### Texte de lecture
•••••
S’y voir parce qu’on ne se voit pas ailleurs – Lettre d’opinion sur le théâtre

En réponse à l’article de Catherine Cliche : « J’me voyais déjà » 

Je me souviens que je m’y voyais aussi. Dans une époque si loin de moi et pourtant si près de mon but. Au plus près que j’aurais été. Parce que j’y croyais, vraiment. J’y croyais si fort que je me voyais là, moi aussi, ne pouvant me voir ailleurs, de toute façon.

Le documentaire me rappelle ce souvenir d’espoir vers un passage plutôt étroit dans le domaine artistique : le jeu – le devant de la scène et de la caméra. J’avais vu pour la toute première fois ce reportage à Télé-Québec, en 2009, suite à mes propres auditions dans deux des cinq écoles de théâtre qui forment les acteurs au Québec. J’étais en attente, mais pas trop. Je me rappelle. J’avais tout donné et je savais que ce n’était malheureusement pas suffisant pour ce domaine que de tout donné ce que l’on peut offrir. S’offrir en appât à un cercle beaucoup trop fermé, que la plupart des artistes considèrent déjà comme trop large pour remplir les quelques rôles possibles.
•••••
### Données extraites
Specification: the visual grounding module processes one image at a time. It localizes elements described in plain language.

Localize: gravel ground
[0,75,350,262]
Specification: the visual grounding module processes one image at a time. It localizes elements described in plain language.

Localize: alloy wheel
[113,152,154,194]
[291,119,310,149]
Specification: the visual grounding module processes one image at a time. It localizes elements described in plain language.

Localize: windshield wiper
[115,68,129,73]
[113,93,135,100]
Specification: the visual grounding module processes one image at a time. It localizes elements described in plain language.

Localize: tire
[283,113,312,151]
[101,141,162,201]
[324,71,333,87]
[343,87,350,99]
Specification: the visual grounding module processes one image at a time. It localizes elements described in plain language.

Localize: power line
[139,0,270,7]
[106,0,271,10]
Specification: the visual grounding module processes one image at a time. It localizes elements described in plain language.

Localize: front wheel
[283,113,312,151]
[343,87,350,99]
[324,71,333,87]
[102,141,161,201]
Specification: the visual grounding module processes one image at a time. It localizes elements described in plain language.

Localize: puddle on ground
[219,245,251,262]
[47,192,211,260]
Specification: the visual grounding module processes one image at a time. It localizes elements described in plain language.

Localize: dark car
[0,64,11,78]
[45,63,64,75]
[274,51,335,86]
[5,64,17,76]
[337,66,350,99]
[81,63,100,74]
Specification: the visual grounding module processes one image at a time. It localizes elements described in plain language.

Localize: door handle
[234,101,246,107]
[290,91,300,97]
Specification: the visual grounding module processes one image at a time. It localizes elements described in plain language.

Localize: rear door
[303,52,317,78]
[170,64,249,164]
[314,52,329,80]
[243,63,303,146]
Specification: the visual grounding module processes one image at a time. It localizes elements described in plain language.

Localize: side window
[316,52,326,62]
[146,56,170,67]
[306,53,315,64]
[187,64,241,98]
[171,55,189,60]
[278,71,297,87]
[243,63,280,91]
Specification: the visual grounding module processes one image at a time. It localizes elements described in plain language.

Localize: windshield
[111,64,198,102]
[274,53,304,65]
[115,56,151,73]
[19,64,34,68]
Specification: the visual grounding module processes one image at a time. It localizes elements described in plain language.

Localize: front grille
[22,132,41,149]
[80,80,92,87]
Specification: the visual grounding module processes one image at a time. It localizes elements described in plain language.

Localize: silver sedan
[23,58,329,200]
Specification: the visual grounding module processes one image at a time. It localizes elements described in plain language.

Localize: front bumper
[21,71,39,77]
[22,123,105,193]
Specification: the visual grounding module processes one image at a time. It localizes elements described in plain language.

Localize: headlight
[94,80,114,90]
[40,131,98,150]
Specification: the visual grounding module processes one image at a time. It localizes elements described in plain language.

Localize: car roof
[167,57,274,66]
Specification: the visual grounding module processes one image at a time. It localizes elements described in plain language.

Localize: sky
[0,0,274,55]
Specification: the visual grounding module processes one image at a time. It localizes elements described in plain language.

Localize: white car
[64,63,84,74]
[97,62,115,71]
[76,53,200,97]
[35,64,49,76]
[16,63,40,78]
•••••
### Tâches à effectuer
(a) Résumez en deux phrases la lettre d'opinion sur le théâtre.
(b) Rédigez la suite de la lettre d'opinion sur le théâtre à partir de sa dernière phrase.

### Réponses attendues
(a) En réponse à l'article de Catherine Cliche « J'me voyais déjà », cette lettre évoque l'espoir ancien de percer dans le jeu, devant la scène et la caméra, un passage jugé plutôt étroit du domaine artistique. Le documentaire, vu pour la première fois à Télé-Québec en 2009 après des auditions dans deux des cinq écoles de théâtre qui forment les acteurs au Québec, rappelle qu'il était déjà clair alors que tout donner ne suffisait pas pour entrer dans un cercle beaucoup trop fermé.

(b)
Alors oui, une première sélection très rigoureuse d’environ 10 à 14 comédiens et comédiennes par école, par année, pour un total d’environ 50 à 70 sur les planches du Quat’sous chaque mois de mai. Tous se cherchent un agent, des contrats, des plateformes de diffusion et… se tournent vers la création, ne comptant finalement que sur eux-mêmes pour survivre. Ça fait beaucoup de monde en quête d’un désir inassouvi, en attente de l’après-école, dont on leur a tellement parlé. Suite à cela, une autre sélection naturelle se fait au terme des toutes premières années d’une maigre carrière, certains s’orientant vers un nouveau domaine, complètement à l’opposé de ce qu’ils aimaient, au départ. Ce qui les faisait vivre les empêche maintenant de survivre… du moins, s’ils ne se tournent pas vers les restos et les petits postes ‘‘d’en-attendant’’ pour lesquels ils n’ont pas étudiés, pour lesquels ils n’ont pas autant sacrifiés.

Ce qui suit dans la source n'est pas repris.